*EXERCISE DETAILS*
Transcribe the text of every record below word for word, leaving the pictures out of your answer.

*PROVIDED ENTRIES*
=-=-=-=-=
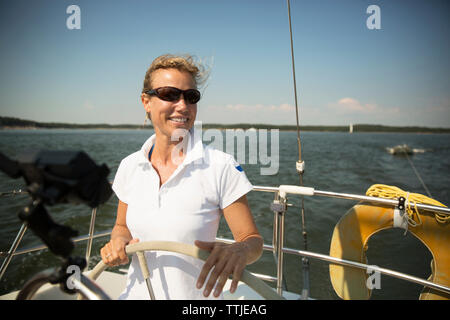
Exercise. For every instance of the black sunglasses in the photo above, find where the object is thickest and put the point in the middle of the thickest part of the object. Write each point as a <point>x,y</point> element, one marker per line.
<point>191,96</point>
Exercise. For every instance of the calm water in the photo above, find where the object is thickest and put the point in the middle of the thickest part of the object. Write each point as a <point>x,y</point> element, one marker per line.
<point>339,162</point>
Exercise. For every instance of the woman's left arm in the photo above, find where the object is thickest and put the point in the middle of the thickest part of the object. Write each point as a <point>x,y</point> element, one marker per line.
<point>231,259</point>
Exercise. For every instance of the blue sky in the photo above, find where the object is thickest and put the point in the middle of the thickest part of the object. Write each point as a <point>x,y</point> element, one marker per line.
<point>346,73</point>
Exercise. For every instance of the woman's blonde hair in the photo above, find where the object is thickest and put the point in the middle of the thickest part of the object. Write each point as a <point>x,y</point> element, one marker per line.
<point>186,63</point>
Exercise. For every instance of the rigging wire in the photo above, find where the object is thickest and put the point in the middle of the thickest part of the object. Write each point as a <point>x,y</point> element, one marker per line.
<point>299,166</point>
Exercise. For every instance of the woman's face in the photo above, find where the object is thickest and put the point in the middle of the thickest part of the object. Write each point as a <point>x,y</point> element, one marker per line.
<point>167,116</point>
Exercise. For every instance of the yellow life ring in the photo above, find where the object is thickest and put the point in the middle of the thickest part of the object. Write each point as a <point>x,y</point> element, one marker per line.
<point>350,238</point>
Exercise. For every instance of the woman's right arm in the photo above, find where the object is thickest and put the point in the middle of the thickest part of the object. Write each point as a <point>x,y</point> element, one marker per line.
<point>113,253</point>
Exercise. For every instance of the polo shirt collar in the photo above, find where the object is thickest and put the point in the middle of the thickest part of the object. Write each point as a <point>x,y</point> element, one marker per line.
<point>194,147</point>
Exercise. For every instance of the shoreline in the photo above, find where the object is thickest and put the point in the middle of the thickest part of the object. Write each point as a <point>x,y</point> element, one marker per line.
<point>9,123</point>
<point>233,127</point>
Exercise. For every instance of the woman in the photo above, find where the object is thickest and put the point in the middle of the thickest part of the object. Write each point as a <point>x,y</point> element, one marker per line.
<point>176,189</point>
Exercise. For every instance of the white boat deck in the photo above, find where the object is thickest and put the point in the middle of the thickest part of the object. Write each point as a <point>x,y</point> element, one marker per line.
<point>113,284</point>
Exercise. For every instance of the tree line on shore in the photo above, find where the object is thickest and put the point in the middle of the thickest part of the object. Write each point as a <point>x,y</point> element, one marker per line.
<point>9,122</point>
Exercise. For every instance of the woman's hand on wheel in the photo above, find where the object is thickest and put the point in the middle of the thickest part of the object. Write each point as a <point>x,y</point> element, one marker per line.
<point>224,260</point>
<point>113,253</point>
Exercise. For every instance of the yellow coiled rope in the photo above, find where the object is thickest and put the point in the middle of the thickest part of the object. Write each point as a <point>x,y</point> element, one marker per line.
<point>392,192</point>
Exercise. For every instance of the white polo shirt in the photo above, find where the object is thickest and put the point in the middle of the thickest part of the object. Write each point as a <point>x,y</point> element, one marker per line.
<point>186,208</point>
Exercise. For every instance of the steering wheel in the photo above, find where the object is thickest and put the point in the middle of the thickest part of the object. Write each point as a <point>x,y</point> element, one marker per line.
<point>139,248</point>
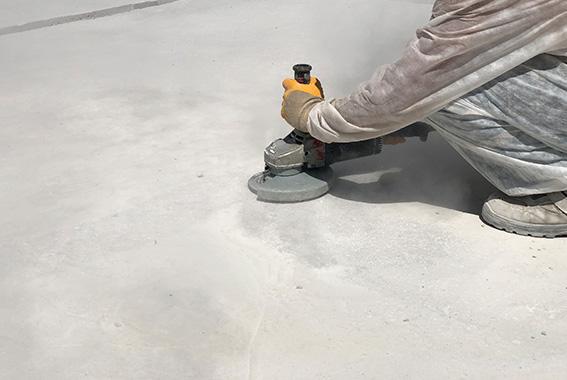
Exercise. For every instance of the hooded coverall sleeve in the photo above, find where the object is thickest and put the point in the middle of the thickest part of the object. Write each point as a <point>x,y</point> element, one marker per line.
<point>467,44</point>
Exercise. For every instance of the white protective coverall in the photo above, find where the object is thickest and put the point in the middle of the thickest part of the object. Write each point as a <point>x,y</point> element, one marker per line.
<point>490,76</point>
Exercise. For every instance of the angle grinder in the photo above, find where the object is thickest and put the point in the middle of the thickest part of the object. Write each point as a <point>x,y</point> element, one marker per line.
<point>298,166</point>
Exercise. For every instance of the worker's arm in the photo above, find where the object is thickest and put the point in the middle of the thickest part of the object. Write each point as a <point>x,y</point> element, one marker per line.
<point>468,44</point>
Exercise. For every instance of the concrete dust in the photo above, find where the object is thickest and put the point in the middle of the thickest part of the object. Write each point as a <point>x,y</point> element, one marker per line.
<point>131,247</point>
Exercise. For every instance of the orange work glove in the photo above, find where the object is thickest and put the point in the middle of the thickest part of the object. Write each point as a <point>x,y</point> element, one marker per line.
<point>298,100</point>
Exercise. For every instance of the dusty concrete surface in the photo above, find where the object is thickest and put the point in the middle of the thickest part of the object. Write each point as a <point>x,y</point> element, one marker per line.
<point>23,11</point>
<point>130,247</point>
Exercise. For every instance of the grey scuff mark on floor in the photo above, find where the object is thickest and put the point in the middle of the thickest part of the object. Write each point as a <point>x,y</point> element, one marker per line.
<point>82,16</point>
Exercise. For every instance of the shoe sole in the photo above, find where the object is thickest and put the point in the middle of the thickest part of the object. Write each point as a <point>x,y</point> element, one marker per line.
<point>520,228</point>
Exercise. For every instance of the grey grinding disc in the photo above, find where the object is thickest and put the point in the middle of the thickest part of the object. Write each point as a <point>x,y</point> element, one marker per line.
<point>302,187</point>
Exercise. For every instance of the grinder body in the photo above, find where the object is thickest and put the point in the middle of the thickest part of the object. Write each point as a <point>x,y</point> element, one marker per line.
<point>298,166</point>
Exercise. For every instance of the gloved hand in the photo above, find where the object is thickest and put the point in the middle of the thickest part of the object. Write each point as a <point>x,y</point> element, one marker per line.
<point>298,100</point>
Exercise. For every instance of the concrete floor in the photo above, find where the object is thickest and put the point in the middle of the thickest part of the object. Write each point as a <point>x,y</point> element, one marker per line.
<point>130,247</point>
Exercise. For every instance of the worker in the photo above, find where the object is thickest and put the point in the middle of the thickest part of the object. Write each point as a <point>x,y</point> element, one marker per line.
<point>491,77</point>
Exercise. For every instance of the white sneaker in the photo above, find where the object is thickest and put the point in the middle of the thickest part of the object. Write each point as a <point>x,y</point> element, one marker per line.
<point>536,215</point>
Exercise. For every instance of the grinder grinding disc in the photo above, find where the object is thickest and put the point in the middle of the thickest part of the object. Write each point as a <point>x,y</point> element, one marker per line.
<point>301,187</point>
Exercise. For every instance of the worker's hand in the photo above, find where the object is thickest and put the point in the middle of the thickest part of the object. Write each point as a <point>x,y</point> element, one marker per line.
=-=-=-=-=
*EXERCISE ANSWER*
Exercise. For every instance of the black sunglasses in the photo above, find where the object is thickest and put the point in the middle of the thickest part of the object. Write each point as a <point>x,y</point> element, one marker per line.
<point>191,96</point>
Exercise. For every instance of the calm water in the photo above, find where the object is thickest and put the point in the middle of the thickest part of the object. Write each point as a <point>x,y</point> element, one marker per line.
<point>339,162</point>
Exercise. For every instance of the woman's left arm in the photo above, find where the object is thickest and put the point in the middle of the thickest part of the object. Write each point as a <point>x,y</point> element, one marker per line.
<point>231,259</point>
Exercise. For every instance of the blue sky in the photo above, find where the object is thickest and put the point in the middle of the thickest part of the object. Write each point as a <point>x,y</point> element, one marker per line.
<point>346,73</point>
Exercise. For every instance of the woman's blonde hair in the photo above, find where the object is thickest and put the point in the middle of the thickest part of the object. Write each point as a <point>x,y</point> element, one marker per line.
<point>186,63</point>
Exercise. For every instance of the rigging wire in the photo above, find where the object is thickest and put the point in the middle of the thickest part of the object. Write each point as a <point>x,y</point> element, one marker per line.
<point>299,166</point>
Exercise. For every instance of the woman's face in the photo above, find where the object is thickest and put the point in the middle of the thickest part of the object. Write each point as a <point>x,y</point> element, one marker per line.
<point>167,116</point>
Exercise. For every instance of the yellow life ring in the photo above, find where the object is thickest and put the point in the middle of the thickest part of the object. Write each point as a <point>x,y</point> element, one marker per line.
<point>350,238</point>
Exercise. For every instance of the woman's right arm in the photo above, find where the object is thickest and put the point in the middle of the thickest part of the object. Write each point as a <point>x,y</point> element, one marker per line.
<point>113,253</point>
Exercise. For every instance of the polo shirt collar in the photo above, find where the object is thickest and put the point in the middle of the thickest part of the object. Write each point as a <point>x,y</point> element, one marker per line.
<point>194,147</point>
Exercise. For every instance of the shoreline in the photo above, find where the object is thickest and put the point in the middle of the thickest part of the object. Write each point as a <point>x,y</point> element, one marker per line.
<point>9,123</point>
<point>233,127</point>
Exercise. For every instance of the woman in the photo above, find where the object is thickest and put the point in the middle of the thickest part of the object. Write each point as a <point>x,y</point> element, one marker per line.
<point>176,189</point>
Exercise. For every instance of the white boat deck in the photo above, find where the object is thickest and put the point in the middle of the thickest part of the object. Write each point as a <point>x,y</point> element, one marker per line.
<point>113,284</point>
Exercise. For every instance of the tree line on shore in the photo above, find where the object is thickest and put the point in the middle of the thickest part of the object. Write each point as a <point>x,y</point> element, one marker per line.
<point>9,122</point>
Exercise. For every instance of the woman's hand on wheel in the photo above, find where the object is thickest and put the point in the middle of the thickest part of the object. Write each point as a <point>x,y</point> element, one marker per line.
<point>224,260</point>
<point>113,253</point>
Exercise. For every instance of the yellow coiled rope in the photo above, find where the object is thickest and put the point in the middle of the thickest part of the object. Write each point as a <point>x,y</point> element, one marker per line.
<point>392,192</point>
Exercise. For every instance of the white polo shirt in the photo above, find where the object is thickest and put the point in the middle of the thickest part of the object. Write each point as a <point>x,y</point> element, one marker per line.
<point>186,208</point>
Exercise. For every instance of the steering wheel in the photo above, find where the object is thickest and put the point in the middle of the thickest part of the object. Write each point as a <point>x,y</point> element, one marker per line.
<point>139,248</point>
Exercise. For every instance of the hooded coverall sleeve in the photo above, find where the object is thickest and put the point in the middle of the thickest part of the object. Write each point as a <point>x,y</point> element, one marker per line.
<point>467,44</point>
Exercise. For every instance of the white protective coverall in the photo above, find where the object is thickest and put the point in the middle of the thickest part of the object. Write each point as a <point>x,y</point> element, one marker per line.
<point>490,76</point>
Exercise. For every instance of the angle grinder in the photo above, find where the object is thickest and put the point in the middle of the thickest part of the object. Write each point as a <point>x,y</point> element, one marker per line.
<point>298,166</point>
Exercise. For every instance of the worker's arm in the photo above, find where the object is thickest and put the point in the middle of the thickest part of the object. Write each point as a <point>x,y</point> element, one marker per line.
<point>468,44</point>
Exercise. For every instance of the concrete dust in the photo above, find where the object is thickest and put the point in the middle of the thickest part of the object. Write each point as a <point>x,y</point> element, one marker per line.
<point>131,247</point>
Exercise. For every instance of the orange work glove in the photo above, find where the object is thickest and put the point in the middle of the thickest part of the object. Write each point as a <point>x,y</point> element, one marker per line.
<point>298,100</point>
Exercise. For every instance of the dusty concrete surface in the photo above, find where the object is thickest and put the point in the middle of the thickest part of the object. Write each point as a <point>x,y</point> element, one marker per line.
<point>23,11</point>
<point>130,247</point>
Exercise. For every instance of the grey scuff mark on floor in the photo above, find where the object is thickest and put the point in the middle of the thickest part of the object. Write each point as a <point>x,y</point> element, one marker per line.
<point>82,16</point>
Exercise. For every instance of the shoe sole in the photo above, find where the object is thickest and put the point in the middle of the thickest part of the object. Write each point as a <point>x,y</point> element, one marker per line.
<point>520,228</point>
Exercise. For every instance of the grey grinding disc in the photo above, find where the object is thickest and put the point in the middle of the thickest part of the object. Write each point as a <point>x,y</point> element, one marker per line.
<point>302,187</point>
Exercise. For every instance of the grinder body in the photo above, find where the object is thickest and put the point in the middle of the thickest part of the object. Write each point as a <point>x,y</point> element, one marker per line.
<point>298,166</point>
Exercise. For every instance of the gloved hand in the photo above, find where the object is thickest and put the point in the middle of the thickest part of the object. Write each point as a <point>x,y</point> element, one marker per line.
<point>298,100</point>
Exercise. For every instance of the concrete floor in the photo above, find where the object is thickest and put the point in the middle of the thickest part of the object. Write each point as a <point>x,y</point> element, one marker per line.
<point>130,247</point>
Exercise. For every instance of the worker in the photo above, find where the object is thickest and put the point in the middle of the thickest part of the object. Write each point as a <point>x,y</point> element, one marker per line.
<point>491,77</point>
Exercise. For every instance of the white sneaker in the photo above, find where the object is thickest and put the point in the middle of the thickest part of the object. Write each point as a <point>x,y</point> element, one marker per line.
<point>536,215</point>
Exercise. For every instance of the grinder grinding disc in the photo above, find where the object is thickest and put the point in the middle of the thickest part of the object. Write each point as a <point>x,y</point> element, one marker per line.
<point>301,187</point>
Exercise. For every instance of the worker's hand in the photo above, find where the object is thickest and put the point in the middle of the thickest part of the object. Write each point as a <point>x,y</point> element, one marker per line.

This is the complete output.